= Фрагмент текста =

Более того, Б. Эйхенбаум демонстрировал и удивительную «экспансию оксюморона», переходящего
с уровня рядового поэтического приема («Смотри, ей весело грустить,/ Такой нарядно-обнаженной»)
на уровень субъекта поэтического высказывания, в результате чего появлялась знаменитая
фигура «монахини-блудницы» – но разве не такой же процесс был реализован и О. Григорьевым?
И когда О. Юрьев описывает поэта как «не нацеплявшего маску пьяницы,
асоциала и самородка, а – в виде исключения – бывшего
и тем, и другим, и третьим»[7], разве не раскрывает он перед нами как раз откровенную оксюморонность авторской фигуры?! Подытоживая,
можно сказать, что во всех чертах своей поэтики О. Григорьев стремится стать своего
рода «непристойным двойником» А. Ахматовой, пытается додумать ее литературный метод
до крайней точки, где его настигает распад и разложение, где он возвращается к своим
малоаппетитным, сокрытым за уверенной ахматовской интонацией истокам: стиховому сору, альбомной шутке,
дешевому парадоксу. Во всяком случае, один факт остается практически бесспорным:
писать «как А. Ахматова» после проделанной О. Григорьевым работы уже невозможно.
Выставив на всеобщее посмешище ахматовскую
стратегию частушечного нанизывания фрагментов («Сидоров с красным носом/ пристукнул
жену насосом./ Петров с фиолетовым носом/ давил ее ржавым тросом./ Скокарев с сизым
носом/ зарезал жену под откосом»), поэт полностью снял проблему с повестки дня,
освободил от нее ленинградский андеграунд, позволил ему свободно вздохнуть и, в
долгосрочной перспективе, выжить.
Наивно было бы
спрашивать, ждал ли О. Григорьев благодарности за успешное выполнение своей страшной
миссии. Бесстыдно, непробудно упивающийся собственными речами о восстановлении культурной
Традиции, терпеливо лелеющий низкопоклонство перед Великими Творцами, ленинградский
андеграунд никогда бы не признался – в том числе и самому себе! – в жгучем и постыдном
желании дезавуировать поэтику А. Ахматовой. Эту, если угодно, бессовестность, двуличность
среды, остро нуждавшейся в запретном, невозможном действии, избранный ею агент со
временем ощутил на себе сполна. Вспоминая о Судьбе, властно пересадившей О. Григорьева
из успешных художников в отверженные поэты, интересно отметить мотив инфантильного
приятия произошедшей вдруг перемены, постоянно встречающийся в григорьевских текстах («Если вы на качели сели,/ А качели вас
не качали/ <…> Значит, вы сели на карусели,/ Ну и
прекрасно», «Продавец маков/ Продавал раков/ <…> Но коль сегодня маков нет,/
То дайте раков мне букет»). Со временем, однако, это добродушное согласие с настигшей
участью сменилось отчетливым ощущением собственной использованности.

= Записи =
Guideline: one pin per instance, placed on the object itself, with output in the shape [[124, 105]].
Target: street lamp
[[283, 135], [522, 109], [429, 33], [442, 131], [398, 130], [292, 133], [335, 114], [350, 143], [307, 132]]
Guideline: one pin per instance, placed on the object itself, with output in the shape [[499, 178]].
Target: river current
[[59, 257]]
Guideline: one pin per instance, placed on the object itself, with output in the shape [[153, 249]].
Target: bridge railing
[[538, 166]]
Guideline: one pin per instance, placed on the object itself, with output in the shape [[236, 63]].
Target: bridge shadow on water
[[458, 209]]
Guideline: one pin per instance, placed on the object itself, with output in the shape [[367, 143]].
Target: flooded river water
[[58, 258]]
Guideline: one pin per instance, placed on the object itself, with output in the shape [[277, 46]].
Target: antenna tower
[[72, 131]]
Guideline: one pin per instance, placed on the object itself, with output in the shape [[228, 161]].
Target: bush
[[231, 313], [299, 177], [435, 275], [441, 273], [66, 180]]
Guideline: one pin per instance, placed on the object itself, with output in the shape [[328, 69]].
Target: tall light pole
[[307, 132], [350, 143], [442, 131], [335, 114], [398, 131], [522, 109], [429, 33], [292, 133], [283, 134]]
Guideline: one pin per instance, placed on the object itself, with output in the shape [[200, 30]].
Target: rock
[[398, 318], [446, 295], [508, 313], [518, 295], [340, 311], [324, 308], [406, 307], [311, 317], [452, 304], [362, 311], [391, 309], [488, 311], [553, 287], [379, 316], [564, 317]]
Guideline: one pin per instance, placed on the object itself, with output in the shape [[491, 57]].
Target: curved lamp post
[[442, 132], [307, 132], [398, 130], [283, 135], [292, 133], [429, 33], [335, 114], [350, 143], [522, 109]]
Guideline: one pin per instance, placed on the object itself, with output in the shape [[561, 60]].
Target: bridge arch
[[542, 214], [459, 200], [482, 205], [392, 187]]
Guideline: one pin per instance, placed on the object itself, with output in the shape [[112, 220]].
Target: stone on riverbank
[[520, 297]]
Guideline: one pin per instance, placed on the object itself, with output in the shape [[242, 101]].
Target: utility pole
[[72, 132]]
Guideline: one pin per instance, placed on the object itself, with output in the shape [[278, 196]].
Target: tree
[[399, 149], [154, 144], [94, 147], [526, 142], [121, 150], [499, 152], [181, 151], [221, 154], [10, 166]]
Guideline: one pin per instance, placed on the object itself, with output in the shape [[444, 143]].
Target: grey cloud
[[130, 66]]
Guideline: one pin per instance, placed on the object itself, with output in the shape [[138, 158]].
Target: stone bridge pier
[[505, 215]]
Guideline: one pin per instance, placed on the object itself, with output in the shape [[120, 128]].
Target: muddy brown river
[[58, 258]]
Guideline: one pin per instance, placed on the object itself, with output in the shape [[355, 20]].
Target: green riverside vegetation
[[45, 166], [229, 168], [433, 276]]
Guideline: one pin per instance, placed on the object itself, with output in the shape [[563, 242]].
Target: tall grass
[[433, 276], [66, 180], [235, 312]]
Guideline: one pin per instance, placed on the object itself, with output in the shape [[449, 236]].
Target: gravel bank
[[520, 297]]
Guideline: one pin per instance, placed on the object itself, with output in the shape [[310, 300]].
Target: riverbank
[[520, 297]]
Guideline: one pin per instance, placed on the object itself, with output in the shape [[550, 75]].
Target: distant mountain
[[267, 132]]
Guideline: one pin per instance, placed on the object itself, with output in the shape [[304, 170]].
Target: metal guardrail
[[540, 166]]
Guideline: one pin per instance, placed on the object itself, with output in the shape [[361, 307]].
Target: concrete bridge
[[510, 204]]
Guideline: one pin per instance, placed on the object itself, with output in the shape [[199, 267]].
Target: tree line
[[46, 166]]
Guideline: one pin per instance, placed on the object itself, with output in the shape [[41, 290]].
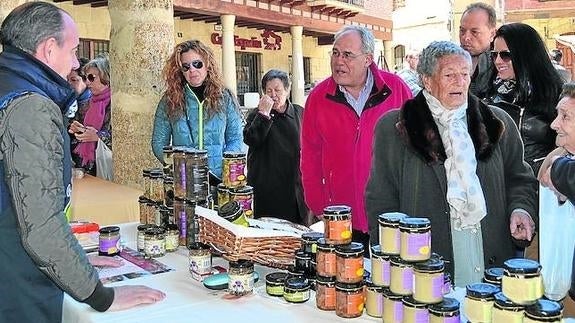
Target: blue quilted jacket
[[222, 132]]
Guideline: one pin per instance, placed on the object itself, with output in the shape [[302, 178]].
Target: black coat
[[273, 163]]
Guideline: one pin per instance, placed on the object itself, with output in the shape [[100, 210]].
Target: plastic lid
[[544, 308], [447, 305], [110, 229], [337, 209], [414, 223], [521, 266], [482, 290]]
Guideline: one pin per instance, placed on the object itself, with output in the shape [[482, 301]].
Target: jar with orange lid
[[349, 263], [337, 224]]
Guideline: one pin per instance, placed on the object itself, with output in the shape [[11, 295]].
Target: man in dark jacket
[[40, 257]]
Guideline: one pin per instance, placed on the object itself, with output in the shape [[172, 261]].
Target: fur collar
[[417, 127]]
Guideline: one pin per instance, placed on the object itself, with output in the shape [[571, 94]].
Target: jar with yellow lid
[[428, 281], [414, 311], [233, 169], [445, 312], [380, 267], [401, 276], [337, 224], [373, 299], [415, 236], [389, 238], [544, 310], [349, 263], [504, 310], [392, 307], [349, 299], [325, 293], [493, 275], [522, 282], [479, 298]]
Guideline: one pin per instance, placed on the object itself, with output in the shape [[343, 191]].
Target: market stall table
[[104, 202]]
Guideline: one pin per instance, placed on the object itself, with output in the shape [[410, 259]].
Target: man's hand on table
[[129, 296]]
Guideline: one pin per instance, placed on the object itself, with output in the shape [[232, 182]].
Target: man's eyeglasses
[[197, 64], [91, 77], [504, 54], [348, 56]]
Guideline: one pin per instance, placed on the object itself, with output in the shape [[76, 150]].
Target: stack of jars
[[511, 294], [234, 183], [408, 282]]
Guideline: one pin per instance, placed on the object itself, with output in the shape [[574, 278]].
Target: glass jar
[[109, 241], [445, 312], [172, 237], [373, 299], [493, 276], [232, 211], [197, 185], [233, 169], [349, 263], [325, 259], [156, 185], [522, 282], [414, 311], [309, 242], [241, 275], [544, 310], [168, 153], [349, 299], [296, 290], [415, 236], [380, 267], [478, 301], [401, 276], [200, 258], [223, 195], [325, 293], [155, 242], [392, 307], [504, 310], [389, 238], [275, 283], [337, 224], [428, 281]]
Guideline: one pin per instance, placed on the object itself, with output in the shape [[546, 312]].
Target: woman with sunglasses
[[195, 98], [527, 87], [92, 122]]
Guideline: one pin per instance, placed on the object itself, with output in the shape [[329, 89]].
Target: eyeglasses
[[197, 64], [348, 56], [504, 54], [91, 77]]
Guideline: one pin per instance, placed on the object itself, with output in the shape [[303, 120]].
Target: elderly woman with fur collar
[[450, 158]]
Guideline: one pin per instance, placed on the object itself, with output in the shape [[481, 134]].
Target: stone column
[[298, 82], [141, 39], [228, 52]]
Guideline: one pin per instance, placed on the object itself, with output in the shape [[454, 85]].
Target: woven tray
[[267, 247]]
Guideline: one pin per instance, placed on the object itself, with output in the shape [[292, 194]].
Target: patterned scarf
[[464, 193]]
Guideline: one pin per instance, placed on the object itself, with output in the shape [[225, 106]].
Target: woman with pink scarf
[[93, 122]]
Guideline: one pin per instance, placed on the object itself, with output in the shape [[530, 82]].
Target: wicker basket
[[267, 247]]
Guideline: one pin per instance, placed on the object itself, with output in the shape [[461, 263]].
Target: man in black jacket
[[41, 259]]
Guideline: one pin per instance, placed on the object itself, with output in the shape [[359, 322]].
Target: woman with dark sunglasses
[[196, 109], [527, 87], [92, 122]]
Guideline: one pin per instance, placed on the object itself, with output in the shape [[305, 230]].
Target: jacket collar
[[416, 125]]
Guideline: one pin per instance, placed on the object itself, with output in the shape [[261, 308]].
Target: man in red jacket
[[339, 119]]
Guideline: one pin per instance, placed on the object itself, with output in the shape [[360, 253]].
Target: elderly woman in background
[[450, 158], [272, 133], [196, 109], [527, 87], [92, 122]]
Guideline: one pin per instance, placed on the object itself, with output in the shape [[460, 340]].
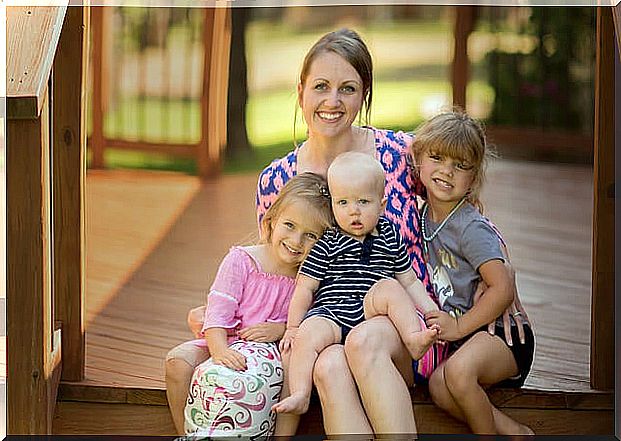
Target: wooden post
[[97, 141], [602, 304], [464, 23], [29, 282], [217, 42], [69, 175], [33, 346]]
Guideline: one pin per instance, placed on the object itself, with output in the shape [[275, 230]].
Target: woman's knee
[[372, 337], [331, 366], [178, 370], [436, 383]]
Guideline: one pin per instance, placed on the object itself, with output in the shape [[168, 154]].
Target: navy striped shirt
[[347, 268]]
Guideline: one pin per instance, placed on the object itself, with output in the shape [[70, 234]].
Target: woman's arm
[[220, 352], [417, 291], [301, 301], [498, 296], [515, 309]]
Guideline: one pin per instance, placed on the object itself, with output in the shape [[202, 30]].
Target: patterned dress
[[392, 151]]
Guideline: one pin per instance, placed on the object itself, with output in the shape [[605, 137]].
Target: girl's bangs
[[459, 149]]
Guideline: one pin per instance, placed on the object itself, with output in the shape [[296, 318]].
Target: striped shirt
[[347, 268]]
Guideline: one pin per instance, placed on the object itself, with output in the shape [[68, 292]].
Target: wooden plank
[[602, 316], [464, 24], [151, 241], [29, 286], [69, 177], [430, 419], [112, 419], [125, 419], [217, 40], [96, 140], [32, 38], [616, 14], [180, 150], [538, 139], [88, 390]]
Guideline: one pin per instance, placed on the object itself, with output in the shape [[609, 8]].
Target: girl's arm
[[220, 352], [301, 301], [417, 291], [497, 298]]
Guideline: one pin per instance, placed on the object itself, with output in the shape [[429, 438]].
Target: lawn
[[411, 66]]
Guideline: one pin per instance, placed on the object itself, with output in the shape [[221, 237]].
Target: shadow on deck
[[155, 240]]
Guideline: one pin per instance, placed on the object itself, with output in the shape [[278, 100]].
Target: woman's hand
[[449, 329], [263, 332], [196, 317], [287, 339], [230, 358]]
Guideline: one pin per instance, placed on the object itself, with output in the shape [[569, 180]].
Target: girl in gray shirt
[[462, 249]]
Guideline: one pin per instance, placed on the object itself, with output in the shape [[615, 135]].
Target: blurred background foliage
[[529, 67]]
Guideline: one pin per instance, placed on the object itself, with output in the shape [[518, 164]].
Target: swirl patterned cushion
[[227, 403]]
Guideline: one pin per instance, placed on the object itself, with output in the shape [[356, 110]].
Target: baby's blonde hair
[[309, 188], [361, 165], [456, 134]]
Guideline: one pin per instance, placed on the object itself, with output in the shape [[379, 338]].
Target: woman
[[335, 87]]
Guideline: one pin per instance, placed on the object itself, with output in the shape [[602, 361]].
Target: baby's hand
[[231, 359], [263, 332], [287, 339], [449, 330]]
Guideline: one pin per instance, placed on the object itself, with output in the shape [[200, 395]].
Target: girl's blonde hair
[[308, 188], [349, 45], [456, 134]]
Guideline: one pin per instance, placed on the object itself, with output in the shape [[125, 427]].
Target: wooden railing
[[213, 99], [45, 209]]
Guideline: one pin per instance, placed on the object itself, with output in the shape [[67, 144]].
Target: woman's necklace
[[423, 224]]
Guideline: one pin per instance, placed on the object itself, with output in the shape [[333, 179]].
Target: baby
[[348, 277]]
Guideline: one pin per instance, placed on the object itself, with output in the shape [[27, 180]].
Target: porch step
[[86, 408]]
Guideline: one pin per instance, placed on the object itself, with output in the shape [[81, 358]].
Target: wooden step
[[85, 408]]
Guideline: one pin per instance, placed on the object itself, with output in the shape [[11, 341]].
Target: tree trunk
[[237, 137]]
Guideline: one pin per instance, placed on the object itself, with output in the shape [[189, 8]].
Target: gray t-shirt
[[464, 243]]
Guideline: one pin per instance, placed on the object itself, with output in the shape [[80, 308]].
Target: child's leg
[[314, 335], [483, 360], [441, 396], [388, 297], [180, 364]]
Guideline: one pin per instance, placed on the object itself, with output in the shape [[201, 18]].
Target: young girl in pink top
[[250, 295]]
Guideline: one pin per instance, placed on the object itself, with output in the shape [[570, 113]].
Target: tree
[[237, 137]]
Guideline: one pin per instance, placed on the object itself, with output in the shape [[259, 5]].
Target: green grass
[[397, 105]]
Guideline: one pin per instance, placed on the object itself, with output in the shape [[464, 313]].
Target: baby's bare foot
[[419, 342], [296, 404]]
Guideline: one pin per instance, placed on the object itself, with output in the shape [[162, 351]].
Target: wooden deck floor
[[154, 241]]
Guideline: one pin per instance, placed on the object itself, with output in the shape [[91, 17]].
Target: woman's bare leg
[[382, 368], [315, 334], [342, 410], [389, 298], [180, 364], [441, 396]]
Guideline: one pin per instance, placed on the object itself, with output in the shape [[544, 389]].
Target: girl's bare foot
[[419, 342], [296, 404]]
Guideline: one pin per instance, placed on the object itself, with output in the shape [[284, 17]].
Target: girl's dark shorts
[[522, 353]]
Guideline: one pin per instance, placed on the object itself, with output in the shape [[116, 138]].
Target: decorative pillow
[[223, 402]]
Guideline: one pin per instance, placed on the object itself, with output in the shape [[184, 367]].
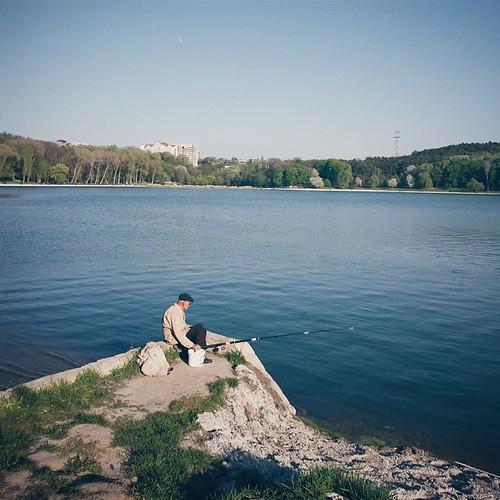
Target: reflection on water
[[86, 273]]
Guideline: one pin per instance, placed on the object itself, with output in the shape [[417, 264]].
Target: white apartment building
[[189, 150]]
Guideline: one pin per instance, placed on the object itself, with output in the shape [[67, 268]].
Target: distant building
[[189, 150]]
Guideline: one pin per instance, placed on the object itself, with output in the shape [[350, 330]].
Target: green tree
[[475, 185], [338, 172], [59, 173], [296, 175], [424, 180], [26, 152]]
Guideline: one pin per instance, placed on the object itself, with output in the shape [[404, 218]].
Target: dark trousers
[[198, 335]]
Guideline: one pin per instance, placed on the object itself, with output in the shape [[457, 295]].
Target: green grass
[[312, 485], [161, 468], [51, 410], [28, 413], [316, 483], [235, 358]]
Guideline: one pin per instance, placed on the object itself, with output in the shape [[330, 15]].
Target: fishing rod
[[221, 345]]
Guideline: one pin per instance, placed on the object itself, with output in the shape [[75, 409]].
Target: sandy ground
[[255, 429]]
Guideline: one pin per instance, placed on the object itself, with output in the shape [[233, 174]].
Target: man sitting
[[177, 332]]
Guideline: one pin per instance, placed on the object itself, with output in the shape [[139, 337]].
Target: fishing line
[[221, 345]]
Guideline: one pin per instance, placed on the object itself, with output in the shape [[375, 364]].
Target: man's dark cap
[[186, 297]]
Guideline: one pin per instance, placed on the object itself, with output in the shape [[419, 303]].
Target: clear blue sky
[[312, 79]]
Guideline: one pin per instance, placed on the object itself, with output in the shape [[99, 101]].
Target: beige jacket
[[175, 327]]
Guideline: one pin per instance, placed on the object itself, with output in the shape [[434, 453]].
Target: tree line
[[466, 167]]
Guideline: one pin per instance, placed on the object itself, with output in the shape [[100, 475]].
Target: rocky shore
[[255, 429]]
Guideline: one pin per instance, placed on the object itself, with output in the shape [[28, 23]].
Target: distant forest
[[463, 167]]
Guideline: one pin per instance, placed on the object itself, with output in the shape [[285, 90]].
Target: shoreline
[[257, 427], [285, 189]]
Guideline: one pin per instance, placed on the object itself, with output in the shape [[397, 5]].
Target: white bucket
[[196, 358]]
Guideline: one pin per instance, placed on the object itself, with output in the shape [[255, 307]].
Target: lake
[[87, 272]]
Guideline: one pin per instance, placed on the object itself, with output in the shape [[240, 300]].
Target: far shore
[[193, 186]]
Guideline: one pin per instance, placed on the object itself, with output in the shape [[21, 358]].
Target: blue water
[[87, 272]]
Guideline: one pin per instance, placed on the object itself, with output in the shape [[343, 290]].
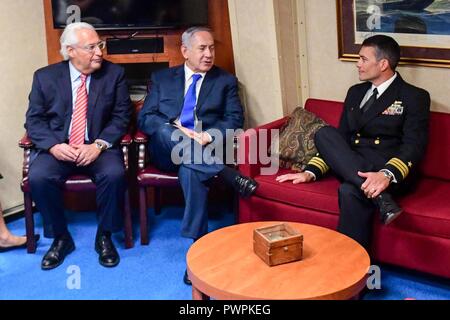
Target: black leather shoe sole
[[391, 216], [186, 279], [111, 264], [53, 266]]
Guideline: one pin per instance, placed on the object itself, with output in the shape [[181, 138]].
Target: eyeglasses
[[91, 47]]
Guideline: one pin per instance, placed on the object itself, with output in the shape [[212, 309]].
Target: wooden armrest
[[248, 158], [140, 137], [126, 140]]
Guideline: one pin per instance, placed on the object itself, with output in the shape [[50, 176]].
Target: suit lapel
[[65, 87], [95, 86], [207, 85], [384, 101]]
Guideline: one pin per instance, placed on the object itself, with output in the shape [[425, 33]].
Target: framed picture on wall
[[421, 27]]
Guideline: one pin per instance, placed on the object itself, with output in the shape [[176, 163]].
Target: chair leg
[[128, 223], [29, 223], [143, 215], [157, 200]]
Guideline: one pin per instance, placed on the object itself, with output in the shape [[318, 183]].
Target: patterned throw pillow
[[296, 145]]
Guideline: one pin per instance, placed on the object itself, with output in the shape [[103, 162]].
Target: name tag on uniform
[[394, 109]]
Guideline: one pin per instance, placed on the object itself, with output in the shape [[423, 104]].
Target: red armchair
[[419, 239], [74, 183], [149, 176]]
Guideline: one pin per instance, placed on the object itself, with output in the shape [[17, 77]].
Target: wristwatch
[[101, 145], [388, 175]]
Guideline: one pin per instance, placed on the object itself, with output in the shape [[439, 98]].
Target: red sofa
[[419, 239]]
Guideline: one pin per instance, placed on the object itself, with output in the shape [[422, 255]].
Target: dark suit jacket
[[218, 104], [396, 126], [50, 105]]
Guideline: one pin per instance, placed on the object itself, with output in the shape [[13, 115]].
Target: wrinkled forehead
[[202, 38], [87, 36]]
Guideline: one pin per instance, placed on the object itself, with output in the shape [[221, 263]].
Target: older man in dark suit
[[381, 137], [78, 111], [201, 101]]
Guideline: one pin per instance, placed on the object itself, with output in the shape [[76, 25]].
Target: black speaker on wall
[[134, 45]]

= Что сделать =
**A)** Что, согласно фрагменту об О. Григорьеве, стало невозможным после проделанной им работы?
**B)** Процитируйте из фрагмента об О. Григорьеве отрывок, начиная со слов «Более того, Б.» и заканчивая словами «и О. Григорьевым?».
**C)** Продолжите фрагмент об О. Григорьеве после его последнего предложения.
Список здесь не понадобится.

= Ответы ниже =
**A)** Писать «как А. Ахматова».

**B)**
Более того, Б. Эйхенбаум демонстрировал и удивительную «экспансию оксюморона», переходящего
с уровня рядового поэтического приема («Смотри, ей весело грустить,/ Такой нарядно-обнаженной»)
на уровень субъекта поэтического высказывания, в результате чего появлялась знаменитая
фигура «монахини-блудницы» – но разве не такой же процесс был реализован и О. Григорьевым?

**C)**
О. Григорьеву вдруг стало ясно, что он в лучшем случае ассенизатор, нормальная жизнь
без которого невозможна, но здороваться за руку с которым
никто не спешит, в случае же худшем – погребенный заживо, что твой бобок, закопанная
за городом улика страшнейшего преступления (и не отсюда ли берет начало знаменитая
григорьевская некрофилия: «А меня уж везли зарывать./
Ну что же, в почву, так в почву,/ Шла за гробом печальная мать,/
Я всегда настроенье ей порчу»?). Собственно поэтическое
предназначение О. Григорьева сбылось в шестидесятые и семидесятые годы; на процессе
1989-го он просит судить его как обычного рабочего, словно бы сознаваясь самому
себе в ситуации, словно бы заранее защищаясь от зловещего выкрика в зале «труп!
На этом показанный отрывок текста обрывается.